■ **Problem details**:
Turn the data, everything from the line containing "Practice: locate the distant" down to the line containing "pixel 301 477", into a two-column CSV with the headers instruction and answer. Give one row per instruction with its answer, put each field in quotes, replace line breaks with spaces, and leave out the pictures.

═══ Source material

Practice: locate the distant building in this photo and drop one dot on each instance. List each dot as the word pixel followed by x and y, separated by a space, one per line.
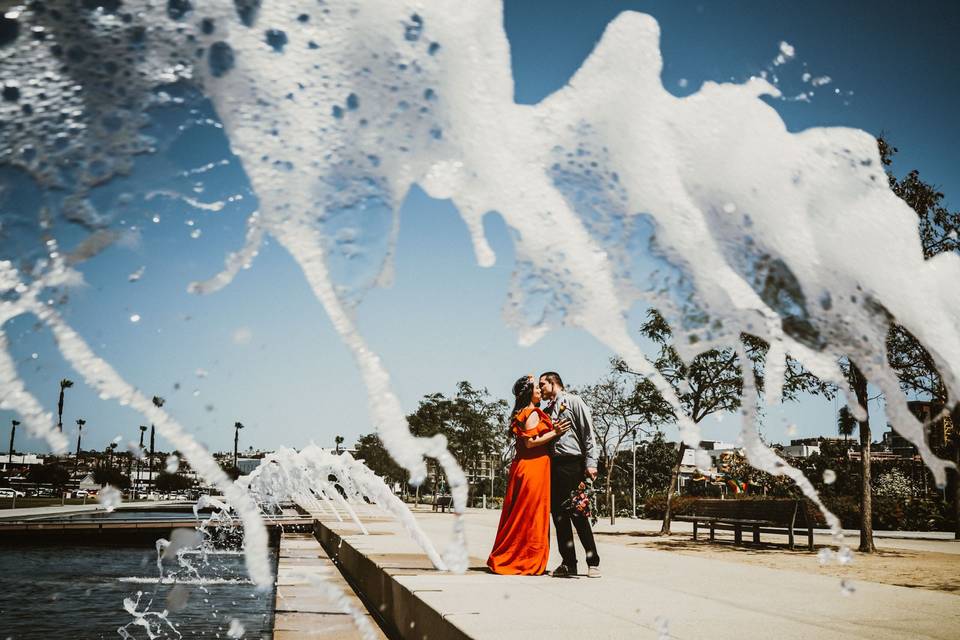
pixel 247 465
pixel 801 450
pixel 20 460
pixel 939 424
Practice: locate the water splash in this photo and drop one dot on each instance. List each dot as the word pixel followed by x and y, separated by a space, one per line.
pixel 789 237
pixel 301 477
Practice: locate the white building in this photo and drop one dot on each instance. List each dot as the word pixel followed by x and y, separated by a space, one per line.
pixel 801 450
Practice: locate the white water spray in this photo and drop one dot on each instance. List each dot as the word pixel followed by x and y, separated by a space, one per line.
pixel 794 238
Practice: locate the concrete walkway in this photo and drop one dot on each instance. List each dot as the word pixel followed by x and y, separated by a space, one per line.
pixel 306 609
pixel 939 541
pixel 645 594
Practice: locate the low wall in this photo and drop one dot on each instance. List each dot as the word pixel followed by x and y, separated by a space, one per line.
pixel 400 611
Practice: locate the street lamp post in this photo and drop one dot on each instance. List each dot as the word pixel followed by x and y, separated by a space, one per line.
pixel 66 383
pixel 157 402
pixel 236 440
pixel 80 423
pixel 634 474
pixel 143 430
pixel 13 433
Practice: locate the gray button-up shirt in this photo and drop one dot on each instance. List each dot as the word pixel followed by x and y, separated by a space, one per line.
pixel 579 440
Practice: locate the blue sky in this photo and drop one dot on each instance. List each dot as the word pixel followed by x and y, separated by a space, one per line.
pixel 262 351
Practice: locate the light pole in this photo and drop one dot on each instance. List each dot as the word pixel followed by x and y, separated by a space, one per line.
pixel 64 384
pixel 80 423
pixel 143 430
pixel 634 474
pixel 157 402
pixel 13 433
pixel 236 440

══════
═══ Source material

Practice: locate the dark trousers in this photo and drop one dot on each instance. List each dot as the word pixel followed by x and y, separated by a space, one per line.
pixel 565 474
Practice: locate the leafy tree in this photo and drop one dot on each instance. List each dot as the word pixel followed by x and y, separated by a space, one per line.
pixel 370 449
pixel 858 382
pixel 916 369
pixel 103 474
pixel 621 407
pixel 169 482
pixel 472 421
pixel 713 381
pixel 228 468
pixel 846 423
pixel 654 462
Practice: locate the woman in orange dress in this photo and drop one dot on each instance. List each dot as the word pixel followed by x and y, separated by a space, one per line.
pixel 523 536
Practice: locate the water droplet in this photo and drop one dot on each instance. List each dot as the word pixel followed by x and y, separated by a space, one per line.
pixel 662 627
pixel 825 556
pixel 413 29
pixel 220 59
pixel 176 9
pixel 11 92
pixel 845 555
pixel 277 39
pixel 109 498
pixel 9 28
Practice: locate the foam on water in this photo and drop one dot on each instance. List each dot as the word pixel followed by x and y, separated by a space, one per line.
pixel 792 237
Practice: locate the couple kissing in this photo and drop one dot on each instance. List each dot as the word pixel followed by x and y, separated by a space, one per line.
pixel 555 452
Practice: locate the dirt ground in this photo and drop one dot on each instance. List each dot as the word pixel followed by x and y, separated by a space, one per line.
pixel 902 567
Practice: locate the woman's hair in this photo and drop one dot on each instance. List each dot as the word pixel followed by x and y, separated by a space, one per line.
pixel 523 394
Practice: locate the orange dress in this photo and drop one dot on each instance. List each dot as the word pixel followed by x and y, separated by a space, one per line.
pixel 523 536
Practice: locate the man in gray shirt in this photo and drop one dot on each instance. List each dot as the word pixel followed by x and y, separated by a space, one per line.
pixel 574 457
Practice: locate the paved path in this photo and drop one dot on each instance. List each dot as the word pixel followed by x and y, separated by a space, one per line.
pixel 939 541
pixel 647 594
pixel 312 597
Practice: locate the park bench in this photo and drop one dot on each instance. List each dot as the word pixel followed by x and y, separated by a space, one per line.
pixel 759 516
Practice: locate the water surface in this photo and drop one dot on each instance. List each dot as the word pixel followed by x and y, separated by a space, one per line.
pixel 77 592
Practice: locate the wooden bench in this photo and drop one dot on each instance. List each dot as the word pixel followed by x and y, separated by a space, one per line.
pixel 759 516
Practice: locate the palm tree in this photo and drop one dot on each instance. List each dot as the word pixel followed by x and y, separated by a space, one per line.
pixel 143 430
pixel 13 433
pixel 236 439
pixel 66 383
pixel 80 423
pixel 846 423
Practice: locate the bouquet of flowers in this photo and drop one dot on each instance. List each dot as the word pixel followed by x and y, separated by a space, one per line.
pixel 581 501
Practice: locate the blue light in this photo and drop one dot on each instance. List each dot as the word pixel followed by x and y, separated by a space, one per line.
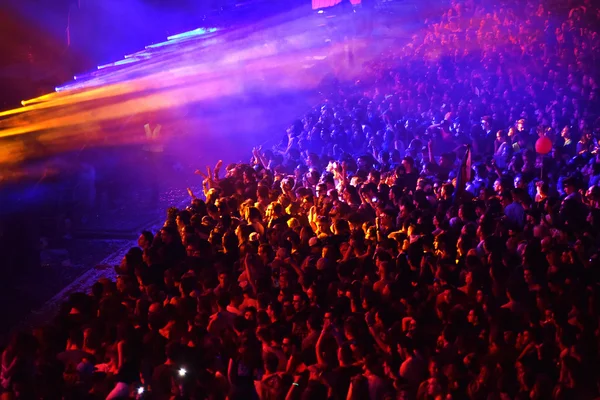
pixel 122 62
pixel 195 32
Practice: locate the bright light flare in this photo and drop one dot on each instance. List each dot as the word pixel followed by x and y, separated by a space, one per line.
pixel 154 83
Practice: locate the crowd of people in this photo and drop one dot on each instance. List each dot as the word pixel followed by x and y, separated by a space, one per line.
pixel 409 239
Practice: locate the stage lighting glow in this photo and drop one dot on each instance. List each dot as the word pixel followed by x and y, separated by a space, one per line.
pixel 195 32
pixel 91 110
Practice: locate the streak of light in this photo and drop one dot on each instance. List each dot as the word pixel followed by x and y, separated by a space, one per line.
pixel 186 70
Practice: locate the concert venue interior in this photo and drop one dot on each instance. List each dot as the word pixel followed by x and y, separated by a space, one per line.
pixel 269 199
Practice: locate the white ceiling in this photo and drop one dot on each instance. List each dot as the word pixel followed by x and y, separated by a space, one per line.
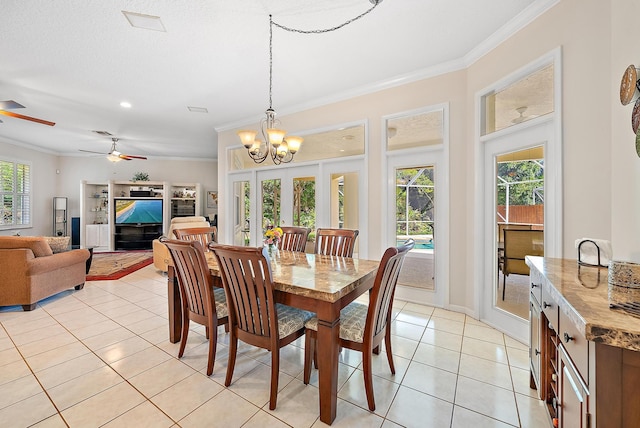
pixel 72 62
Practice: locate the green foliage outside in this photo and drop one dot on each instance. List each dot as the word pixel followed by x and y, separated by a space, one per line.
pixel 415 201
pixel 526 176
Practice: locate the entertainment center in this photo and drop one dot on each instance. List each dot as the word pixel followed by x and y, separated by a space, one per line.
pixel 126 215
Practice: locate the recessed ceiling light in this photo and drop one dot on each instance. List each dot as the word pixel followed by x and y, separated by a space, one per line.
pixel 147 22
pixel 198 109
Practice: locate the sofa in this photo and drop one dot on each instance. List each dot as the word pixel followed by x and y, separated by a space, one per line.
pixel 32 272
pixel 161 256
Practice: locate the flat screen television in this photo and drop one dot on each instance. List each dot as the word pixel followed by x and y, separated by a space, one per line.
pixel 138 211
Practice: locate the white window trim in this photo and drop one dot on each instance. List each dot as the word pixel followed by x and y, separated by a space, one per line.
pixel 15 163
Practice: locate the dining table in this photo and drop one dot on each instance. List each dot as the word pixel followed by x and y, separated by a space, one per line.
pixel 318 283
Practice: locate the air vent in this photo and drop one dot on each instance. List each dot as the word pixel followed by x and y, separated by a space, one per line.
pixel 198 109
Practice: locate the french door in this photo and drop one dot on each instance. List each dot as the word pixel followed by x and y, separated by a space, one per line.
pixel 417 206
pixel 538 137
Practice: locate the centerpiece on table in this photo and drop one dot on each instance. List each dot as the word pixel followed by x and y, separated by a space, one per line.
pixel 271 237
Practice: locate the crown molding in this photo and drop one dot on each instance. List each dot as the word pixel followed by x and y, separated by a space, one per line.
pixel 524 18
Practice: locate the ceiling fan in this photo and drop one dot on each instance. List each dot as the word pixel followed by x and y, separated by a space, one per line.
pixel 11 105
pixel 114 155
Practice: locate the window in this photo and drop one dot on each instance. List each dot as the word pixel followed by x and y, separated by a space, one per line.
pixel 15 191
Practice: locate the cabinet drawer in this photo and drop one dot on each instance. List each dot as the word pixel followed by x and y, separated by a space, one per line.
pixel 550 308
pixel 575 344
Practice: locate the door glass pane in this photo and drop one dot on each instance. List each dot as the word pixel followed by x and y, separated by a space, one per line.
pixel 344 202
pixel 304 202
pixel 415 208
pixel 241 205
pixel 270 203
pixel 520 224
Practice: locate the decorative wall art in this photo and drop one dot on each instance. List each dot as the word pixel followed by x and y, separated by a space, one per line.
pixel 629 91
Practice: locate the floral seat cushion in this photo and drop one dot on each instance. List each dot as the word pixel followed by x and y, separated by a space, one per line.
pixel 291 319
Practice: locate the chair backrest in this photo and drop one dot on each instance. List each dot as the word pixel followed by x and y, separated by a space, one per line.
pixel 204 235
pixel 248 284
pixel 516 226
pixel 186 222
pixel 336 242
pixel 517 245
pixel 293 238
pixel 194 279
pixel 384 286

══════

■ **Expected output**:
instruction,answer
"Practice: locate the distant building in this photo and drop one dot on each instance. List each dot as the word pixel followed by x and y, separated by a space, one per line.","pixel 247 465 pixel 801 450 pixel 20 460 pixel 939 424"
"Practice: locate the water splash in this photo and drop one dot on each instance. List each dot as the word pixel followed by x and y, separated by a space, one per line.","pixel 789 237 pixel 301 477"